**Aim of the exercise:** Transcribe every one of the entries below word for word, keeping each line unchanged.

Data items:
%%

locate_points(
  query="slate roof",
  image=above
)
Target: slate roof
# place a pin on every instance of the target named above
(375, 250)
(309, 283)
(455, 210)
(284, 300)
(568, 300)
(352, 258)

%%

**Correct result:**
locate_points(
  query="slate roof",
  image=above
)
Target: slate roof
# place a pin on every instance of the target named above
(375, 250)
(309, 283)
(455, 210)
(284, 300)
(568, 300)
(352, 258)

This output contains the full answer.